=== What is expected ===
Look for "Could you please point to the bookshelf" in the records below, then copy that line and every line after it, exactly and with nothing added.

......

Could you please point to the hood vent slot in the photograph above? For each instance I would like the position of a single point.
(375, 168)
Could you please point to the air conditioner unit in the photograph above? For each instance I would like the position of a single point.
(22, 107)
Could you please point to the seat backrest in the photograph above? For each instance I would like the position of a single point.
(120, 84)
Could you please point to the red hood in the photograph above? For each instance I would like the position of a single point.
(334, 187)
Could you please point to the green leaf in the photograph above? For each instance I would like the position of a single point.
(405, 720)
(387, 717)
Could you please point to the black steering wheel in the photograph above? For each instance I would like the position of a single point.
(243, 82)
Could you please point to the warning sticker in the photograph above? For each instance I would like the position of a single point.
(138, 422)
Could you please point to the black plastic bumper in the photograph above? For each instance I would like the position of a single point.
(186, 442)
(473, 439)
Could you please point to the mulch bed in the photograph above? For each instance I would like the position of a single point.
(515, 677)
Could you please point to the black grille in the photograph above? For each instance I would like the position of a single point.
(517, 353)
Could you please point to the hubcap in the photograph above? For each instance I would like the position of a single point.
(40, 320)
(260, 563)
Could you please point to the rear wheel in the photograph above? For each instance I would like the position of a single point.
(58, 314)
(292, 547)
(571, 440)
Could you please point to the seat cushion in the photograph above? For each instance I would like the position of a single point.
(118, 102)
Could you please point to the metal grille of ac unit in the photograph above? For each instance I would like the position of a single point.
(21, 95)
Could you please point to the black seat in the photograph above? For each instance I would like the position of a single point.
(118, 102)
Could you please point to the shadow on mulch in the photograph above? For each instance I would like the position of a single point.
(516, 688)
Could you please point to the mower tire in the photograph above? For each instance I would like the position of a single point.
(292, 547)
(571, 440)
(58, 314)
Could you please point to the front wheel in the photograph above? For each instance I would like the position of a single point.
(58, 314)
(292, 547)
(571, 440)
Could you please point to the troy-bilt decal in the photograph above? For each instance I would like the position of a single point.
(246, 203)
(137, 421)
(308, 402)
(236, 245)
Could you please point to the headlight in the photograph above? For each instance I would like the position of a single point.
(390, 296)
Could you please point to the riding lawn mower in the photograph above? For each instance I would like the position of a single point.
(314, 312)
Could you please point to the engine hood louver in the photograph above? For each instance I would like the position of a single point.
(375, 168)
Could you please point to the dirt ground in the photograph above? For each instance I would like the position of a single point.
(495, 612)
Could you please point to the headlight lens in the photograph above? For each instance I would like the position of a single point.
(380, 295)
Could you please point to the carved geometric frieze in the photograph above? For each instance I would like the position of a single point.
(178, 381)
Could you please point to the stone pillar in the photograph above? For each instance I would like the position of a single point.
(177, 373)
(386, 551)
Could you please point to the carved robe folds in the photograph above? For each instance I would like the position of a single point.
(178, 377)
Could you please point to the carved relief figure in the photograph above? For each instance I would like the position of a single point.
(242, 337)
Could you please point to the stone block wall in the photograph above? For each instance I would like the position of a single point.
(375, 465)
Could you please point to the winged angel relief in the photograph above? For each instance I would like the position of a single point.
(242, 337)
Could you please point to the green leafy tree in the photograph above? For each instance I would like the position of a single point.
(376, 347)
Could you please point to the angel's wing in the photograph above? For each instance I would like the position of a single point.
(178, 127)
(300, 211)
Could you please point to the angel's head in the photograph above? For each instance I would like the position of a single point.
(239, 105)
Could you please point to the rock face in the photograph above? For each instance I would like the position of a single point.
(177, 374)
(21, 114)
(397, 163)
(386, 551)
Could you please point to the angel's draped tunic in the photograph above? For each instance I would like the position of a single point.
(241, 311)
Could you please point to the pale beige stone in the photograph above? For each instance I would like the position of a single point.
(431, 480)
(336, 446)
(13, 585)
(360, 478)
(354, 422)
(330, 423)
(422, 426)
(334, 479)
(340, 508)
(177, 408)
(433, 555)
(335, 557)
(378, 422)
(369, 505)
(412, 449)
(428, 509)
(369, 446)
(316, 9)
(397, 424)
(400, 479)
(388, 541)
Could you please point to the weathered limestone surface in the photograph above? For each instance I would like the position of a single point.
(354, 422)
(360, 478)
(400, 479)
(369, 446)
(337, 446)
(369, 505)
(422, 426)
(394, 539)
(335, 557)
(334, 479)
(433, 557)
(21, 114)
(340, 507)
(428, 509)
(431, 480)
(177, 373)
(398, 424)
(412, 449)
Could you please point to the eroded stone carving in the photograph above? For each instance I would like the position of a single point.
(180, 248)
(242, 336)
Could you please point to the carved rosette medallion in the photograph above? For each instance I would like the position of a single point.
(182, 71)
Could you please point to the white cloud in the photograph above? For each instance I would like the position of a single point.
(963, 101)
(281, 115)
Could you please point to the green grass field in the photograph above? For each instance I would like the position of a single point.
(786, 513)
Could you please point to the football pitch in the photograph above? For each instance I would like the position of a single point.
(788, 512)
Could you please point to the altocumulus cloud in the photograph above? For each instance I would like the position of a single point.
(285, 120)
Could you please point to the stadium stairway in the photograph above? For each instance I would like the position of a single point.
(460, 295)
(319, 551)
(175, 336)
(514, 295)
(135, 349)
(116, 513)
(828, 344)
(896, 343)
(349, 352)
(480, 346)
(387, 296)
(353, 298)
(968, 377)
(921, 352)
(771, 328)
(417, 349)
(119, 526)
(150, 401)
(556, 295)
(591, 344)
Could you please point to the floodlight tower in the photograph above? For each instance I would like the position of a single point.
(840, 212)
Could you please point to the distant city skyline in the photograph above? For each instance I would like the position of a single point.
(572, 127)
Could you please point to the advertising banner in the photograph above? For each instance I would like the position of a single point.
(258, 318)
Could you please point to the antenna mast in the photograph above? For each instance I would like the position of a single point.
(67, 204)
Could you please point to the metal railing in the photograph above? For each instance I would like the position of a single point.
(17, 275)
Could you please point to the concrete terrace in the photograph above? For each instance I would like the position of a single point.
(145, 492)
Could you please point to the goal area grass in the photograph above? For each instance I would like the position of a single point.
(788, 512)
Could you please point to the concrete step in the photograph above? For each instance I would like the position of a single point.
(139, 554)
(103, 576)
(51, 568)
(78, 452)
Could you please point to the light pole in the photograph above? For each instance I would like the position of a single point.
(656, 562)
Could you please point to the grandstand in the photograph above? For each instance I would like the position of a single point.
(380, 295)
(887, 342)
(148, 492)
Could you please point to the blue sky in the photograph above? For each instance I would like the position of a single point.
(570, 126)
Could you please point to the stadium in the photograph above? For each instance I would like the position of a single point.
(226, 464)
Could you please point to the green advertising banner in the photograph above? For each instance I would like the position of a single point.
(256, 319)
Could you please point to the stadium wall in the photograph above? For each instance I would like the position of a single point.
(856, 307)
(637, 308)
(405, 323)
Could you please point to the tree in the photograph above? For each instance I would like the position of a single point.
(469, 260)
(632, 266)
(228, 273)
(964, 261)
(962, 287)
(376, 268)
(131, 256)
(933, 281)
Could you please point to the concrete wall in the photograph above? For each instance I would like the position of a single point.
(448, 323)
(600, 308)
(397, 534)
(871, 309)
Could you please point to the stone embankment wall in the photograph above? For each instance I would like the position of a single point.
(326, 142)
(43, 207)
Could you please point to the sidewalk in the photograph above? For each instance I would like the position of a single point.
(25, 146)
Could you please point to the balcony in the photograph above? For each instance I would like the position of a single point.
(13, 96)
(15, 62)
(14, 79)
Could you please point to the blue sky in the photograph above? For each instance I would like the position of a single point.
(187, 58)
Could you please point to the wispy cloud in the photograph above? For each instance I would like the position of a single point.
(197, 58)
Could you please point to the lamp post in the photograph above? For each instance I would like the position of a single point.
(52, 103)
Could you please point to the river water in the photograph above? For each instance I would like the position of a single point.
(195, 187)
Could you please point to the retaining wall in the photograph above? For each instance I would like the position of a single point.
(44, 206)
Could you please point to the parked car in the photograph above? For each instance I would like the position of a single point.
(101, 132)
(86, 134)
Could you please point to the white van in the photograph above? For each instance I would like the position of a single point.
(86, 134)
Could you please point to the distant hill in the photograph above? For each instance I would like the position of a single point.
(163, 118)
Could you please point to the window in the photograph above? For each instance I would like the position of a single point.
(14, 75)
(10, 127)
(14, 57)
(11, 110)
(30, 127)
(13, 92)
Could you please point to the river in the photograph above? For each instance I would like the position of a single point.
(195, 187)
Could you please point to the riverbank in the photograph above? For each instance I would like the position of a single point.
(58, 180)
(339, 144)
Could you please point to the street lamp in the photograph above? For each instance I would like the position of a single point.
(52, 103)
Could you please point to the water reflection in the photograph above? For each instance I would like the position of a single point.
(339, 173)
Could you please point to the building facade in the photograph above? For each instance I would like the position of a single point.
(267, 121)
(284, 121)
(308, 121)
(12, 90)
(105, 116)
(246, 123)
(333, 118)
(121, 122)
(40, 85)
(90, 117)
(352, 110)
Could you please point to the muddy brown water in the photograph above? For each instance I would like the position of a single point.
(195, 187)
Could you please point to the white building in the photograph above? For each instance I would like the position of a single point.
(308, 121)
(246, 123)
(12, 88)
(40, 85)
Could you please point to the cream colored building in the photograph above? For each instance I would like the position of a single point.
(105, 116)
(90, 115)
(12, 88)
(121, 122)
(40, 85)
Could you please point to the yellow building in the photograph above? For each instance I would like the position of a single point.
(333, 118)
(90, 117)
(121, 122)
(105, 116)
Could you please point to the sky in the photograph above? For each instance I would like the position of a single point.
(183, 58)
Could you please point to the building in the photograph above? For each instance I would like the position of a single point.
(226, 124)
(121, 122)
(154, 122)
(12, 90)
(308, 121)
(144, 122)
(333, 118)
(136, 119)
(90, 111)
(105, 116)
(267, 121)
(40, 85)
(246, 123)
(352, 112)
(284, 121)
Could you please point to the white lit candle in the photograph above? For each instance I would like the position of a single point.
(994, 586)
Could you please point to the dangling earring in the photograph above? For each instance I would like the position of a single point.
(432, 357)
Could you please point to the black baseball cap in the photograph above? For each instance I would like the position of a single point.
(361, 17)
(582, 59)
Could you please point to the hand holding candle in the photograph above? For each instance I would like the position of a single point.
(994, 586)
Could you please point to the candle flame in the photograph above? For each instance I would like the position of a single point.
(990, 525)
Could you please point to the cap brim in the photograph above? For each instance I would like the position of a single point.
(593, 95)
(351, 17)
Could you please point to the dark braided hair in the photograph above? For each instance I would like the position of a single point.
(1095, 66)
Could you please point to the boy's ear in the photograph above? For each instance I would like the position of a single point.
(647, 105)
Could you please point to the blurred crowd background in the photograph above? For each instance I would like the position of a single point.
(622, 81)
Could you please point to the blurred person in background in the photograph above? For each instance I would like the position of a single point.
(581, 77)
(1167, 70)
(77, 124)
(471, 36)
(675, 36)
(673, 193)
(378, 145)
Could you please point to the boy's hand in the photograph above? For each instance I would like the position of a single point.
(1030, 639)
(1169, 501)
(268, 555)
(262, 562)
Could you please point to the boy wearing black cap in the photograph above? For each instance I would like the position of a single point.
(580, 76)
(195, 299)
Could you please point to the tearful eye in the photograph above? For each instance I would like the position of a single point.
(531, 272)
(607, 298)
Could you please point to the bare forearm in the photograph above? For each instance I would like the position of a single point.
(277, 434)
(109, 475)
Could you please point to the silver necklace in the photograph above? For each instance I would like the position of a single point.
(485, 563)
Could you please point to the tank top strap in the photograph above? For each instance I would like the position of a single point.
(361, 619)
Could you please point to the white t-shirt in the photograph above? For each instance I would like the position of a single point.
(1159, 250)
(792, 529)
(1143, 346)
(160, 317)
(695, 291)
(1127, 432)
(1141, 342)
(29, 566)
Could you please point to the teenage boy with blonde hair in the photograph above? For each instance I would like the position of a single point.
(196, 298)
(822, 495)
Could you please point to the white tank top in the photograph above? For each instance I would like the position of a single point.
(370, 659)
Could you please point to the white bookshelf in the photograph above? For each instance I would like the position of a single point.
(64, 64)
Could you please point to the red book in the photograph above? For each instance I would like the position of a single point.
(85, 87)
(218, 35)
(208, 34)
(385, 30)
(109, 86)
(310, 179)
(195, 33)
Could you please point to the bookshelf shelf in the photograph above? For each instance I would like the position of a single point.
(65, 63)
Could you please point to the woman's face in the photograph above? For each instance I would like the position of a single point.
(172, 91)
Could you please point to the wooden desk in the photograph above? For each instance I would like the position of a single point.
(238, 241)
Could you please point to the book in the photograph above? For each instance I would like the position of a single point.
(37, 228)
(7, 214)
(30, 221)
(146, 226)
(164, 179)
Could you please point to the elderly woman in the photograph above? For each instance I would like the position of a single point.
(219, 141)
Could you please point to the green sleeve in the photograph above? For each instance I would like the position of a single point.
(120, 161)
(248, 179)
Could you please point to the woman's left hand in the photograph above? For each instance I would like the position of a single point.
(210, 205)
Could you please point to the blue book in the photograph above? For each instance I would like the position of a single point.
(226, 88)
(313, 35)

......

=== Written answer ===
Could you please point to the bookshelf shelf in the photograph above? For each instance I would like the position of a single point.
(65, 63)
Could you please point to the woman's face in the photograph above? For each instance I would like the position of a single point.
(172, 91)
Could you please point to the wooden desk in the photograph above? For each instance I would like the position of a single point.
(238, 241)
Could you please point to the book in the photograph above? For each instance I would like the position of a single point.
(37, 228)
(7, 214)
(30, 221)
(146, 226)
(164, 179)
Could you please point to the elderly woman in the photograph above? For each instance I would like the position of a single point.
(219, 141)
Could you please point to the green sleeve in the photograph above? For each instance I would like the position of a single point.
(120, 161)
(248, 179)
Could you please point to the woman's left hand in the photograph above? For each instance I would like the position of a single point.
(210, 205)
Could you please point to the blue book in the photograph above? For each instance I would like the position of a single point.
(226, 88)
(313, 35)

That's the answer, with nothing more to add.